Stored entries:

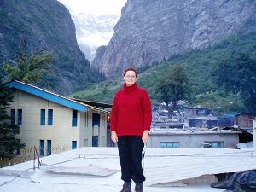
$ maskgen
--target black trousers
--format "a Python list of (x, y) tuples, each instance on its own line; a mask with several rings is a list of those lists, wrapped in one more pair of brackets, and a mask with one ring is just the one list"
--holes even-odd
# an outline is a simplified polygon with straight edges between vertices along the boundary
[(141, 136), (121, 136), (118, 139), (118, 148), (121, 164), (121, 179), (136, 183), (145, 181), (142, 167), (142, 152), (144, 144)]

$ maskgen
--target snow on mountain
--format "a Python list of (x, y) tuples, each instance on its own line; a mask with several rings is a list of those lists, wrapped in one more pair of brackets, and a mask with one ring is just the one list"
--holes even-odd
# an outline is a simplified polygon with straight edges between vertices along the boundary
[(94, 16), (90, 14), (72, 15), (76, 26), (78, 44), (88, 60), (92, 60), (96, 49), (108, 44), (119, 20), (116, 15)]
[(107, 45), (112, 38), (126, 0), (58, 1), (68, 9), (75, 24), (79, 46), (86, 59), (92, 61), (96, 49)]

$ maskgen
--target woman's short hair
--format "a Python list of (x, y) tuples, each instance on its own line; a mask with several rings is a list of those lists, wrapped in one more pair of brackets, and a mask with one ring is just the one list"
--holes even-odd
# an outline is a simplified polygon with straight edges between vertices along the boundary
[(125, 77), (126, 72), (128, 71), (133, 71), (135, 72), (135, 76), (137, 77), (137, 71), (135, 68), (125, 68), (125, 72), (124, 72), (124, 77)]

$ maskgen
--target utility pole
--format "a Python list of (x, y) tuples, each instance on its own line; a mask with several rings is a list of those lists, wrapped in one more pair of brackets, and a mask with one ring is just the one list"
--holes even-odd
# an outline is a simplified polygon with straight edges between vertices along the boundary
[(253, 119), (253, 147), (256, 148), (256, 119)]

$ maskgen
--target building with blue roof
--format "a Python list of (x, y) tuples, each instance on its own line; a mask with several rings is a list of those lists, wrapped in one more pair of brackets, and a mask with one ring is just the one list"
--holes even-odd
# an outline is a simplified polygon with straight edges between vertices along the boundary
[(11, 124), (20, 126), (17, 138), (26, 144), (18, 154), (32, 155), (34, 146), (41, 156), (107, 146), (108, 111), (22, 82), (6, 84), (14, 95)]

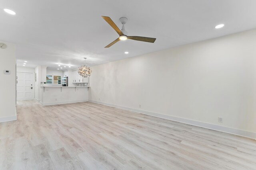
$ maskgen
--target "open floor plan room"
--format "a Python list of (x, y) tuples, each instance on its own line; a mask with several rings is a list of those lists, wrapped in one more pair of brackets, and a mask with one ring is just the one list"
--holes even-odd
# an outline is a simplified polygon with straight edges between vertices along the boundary
[(256, 6), (2, 0), (0, 170), (256, 170)]

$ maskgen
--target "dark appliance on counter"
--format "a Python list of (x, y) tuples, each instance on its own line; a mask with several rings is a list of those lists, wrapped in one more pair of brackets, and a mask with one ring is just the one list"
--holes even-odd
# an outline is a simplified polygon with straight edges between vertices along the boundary
[(68, 86), (68, 77), (62, 78), (62, 86)]

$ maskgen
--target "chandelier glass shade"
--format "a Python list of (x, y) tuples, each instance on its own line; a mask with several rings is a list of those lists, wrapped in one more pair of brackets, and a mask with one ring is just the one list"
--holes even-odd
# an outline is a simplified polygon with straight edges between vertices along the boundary
[[(84, 58), (85, 59), (86, 58)], [(91, 75), (92, 71), (91, 67), (88, 64), (85, 64), (85, 60), (84, 65), (80, 66), (78, 67), (78, 72), (79, 75), (84, 77), (88, 77)]]

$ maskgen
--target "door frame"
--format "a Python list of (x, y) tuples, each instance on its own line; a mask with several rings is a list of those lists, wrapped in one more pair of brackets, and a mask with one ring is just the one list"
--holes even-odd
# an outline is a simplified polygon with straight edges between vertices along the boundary
[[(35, 72), (30, 72), (29, 71), (16, 71), (16, 80), (17, 80), (17, 73), (18, 72), (21, 72), (23, 73), (32, 73), (32, 82), (33, 82), (33, 86), (32, 87), (33, 87), (33, 90), (32, 90), (32, 96), (33, 98), (32, 99), (34, 100), (35, 99)], [(17, 82), (16, 83), (16, 86), (17, 86)], [(17, 96), (17, 90), (16, 90), (16, 96)], [(17, 98), (16, 98), (16, 101), (17, 101)]]

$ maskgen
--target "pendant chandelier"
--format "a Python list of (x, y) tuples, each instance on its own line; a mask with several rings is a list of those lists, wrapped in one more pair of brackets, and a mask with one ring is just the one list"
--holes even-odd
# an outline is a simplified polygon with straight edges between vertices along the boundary
[(86, 58), (84, 58), (84, 65), (81, 66), (78, 68), (78, 72), (81, 76), (84, 77), (88, 77), (91, 75), (92, 71), (90, 66), (88, 64), (85, 64), (85, 60)]

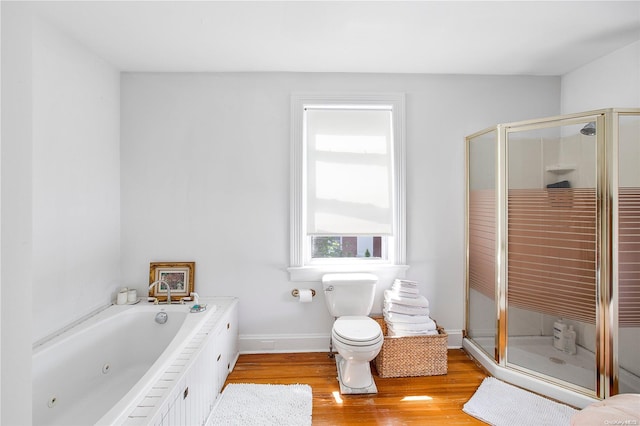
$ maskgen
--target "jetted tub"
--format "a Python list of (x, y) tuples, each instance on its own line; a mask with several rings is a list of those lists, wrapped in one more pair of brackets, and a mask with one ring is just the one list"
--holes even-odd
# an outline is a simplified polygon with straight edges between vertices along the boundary
[[(200, 304), (208, 306), (197, 313), (189, 312), (193, 304), (113, 305), (34, 347), (33, 423), (152, 424), (166, 417), (175, 395), (182, 400), (189, 394), (181, 380), (187, 370), (196, 369), (193, 366), (203, 354), (214, 358), (203, 364), (215, 363), (217, 349), (208, 337), (237, 300), (201, 299)], [(161, 311), (168, 315), (164, 324), (155, 320)], [(235, 360), (228, 366), (231, 362)], [(192, 391), (211, 389), (198, 407), (206, 420), (219, 380), (215, 374), (202, 376), (216, 382), (192, 386)]]

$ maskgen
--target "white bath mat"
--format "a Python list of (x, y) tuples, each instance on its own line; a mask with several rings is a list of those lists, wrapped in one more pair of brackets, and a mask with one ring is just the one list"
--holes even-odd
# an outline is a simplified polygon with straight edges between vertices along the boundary
[(494, 426), (569, 425), (577, 410), (487, 377), (462, 411)]
[(309, 385), (229, 383), (208, 425), (311, 425), (312, 405)]

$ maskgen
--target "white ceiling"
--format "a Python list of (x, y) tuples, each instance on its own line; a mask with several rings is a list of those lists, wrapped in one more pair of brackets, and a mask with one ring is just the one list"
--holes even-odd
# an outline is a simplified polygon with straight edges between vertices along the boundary
[(123, 71), (563, 75), (640, 40), (640, 1), (45, 1)]

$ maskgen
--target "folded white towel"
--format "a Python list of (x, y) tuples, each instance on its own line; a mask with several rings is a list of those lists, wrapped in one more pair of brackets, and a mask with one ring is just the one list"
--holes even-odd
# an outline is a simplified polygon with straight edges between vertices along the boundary
[(400, 293), (410, 293), (410, 294), (418, 294), (420, 293), (420, 289), (418, 287), (404, 287), (397, 283), (393, 283), (391, 285), (391, 290), (398, 291)]
[(406, 288), (418, 288), (417, 281), (401, 280), (399, 278), (396, 278), (395, 280), (393, 280), (393, 283)]
[(396, 312), (398, 314), (407, 314), (407, 315), (430, 315), (431, 312), (429, 308), (425, 308), (422, 306), (410, 306), (410, 305), (402, 305), (400, 303), (393, 303), (384, 301), (383, 310), (387, 312)]
[(429, 319), (426, 323), (420, 324), (387, 321), (387, 327), (394, 331), (429, 331), (436, 330), (436, 323), (432, 319)]
[(388, 335), (391, 337), (410, 337), (410, 336), (435, 336), (439, 334), (438, 330), (428, 331), (395, 331), (389, 329)]
[(429, 301), (422, 295), (417, 295), (417, 297), (402, 297), (391, 290), (385, 290), (384, 299), (389, 302), (401, 303), (403, 305), (421, 306), (423, 308), (429, 307)]
[(403, 323), (409, 323), (409, 324), (421, 324), (421, 323), (428, 323), (431, 321), (431, 318), (429, 318), (428, 315), (407, 315), (407, 314), (400, 314), (397, 312), (389, 312), (386, 310), (383, 310), (382, 314), (384, 316), (384, 319), (393, 323), (403, 322)]
[(408, 299), (417, 299), (418, 296), (419, 296), (418, 293), (411, 293), (411, 292), (408, 292), (408, 291), (402, 291), (402, 290), (398, 290), (398, 289), (394, 289), (394, 288), (392, 288), (389, 291), (391, 291), (393, 294), (395, 294), (398, 297), (405, 297), (405, 298), (408, 298)]

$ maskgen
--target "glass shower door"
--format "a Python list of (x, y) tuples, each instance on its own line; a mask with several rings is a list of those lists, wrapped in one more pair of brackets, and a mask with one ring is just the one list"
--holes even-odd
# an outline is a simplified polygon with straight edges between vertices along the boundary
[(506, 364), (595, 391), (597, 137), (586, 124), (507, 129)]
[(496, 353), (496, 145), (491, 130), (467, 138), (467, 337)]
[(640, 116), (618, 128), (618, 392), (640, 393)]

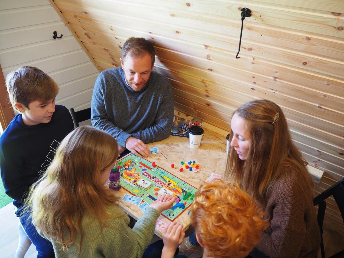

_WHAT NEEDS TO BE DONE_. Please count the lines in the material above that contain the string "glass" and give only that number.

_SOLUTION TO THE EXERCISE_. 2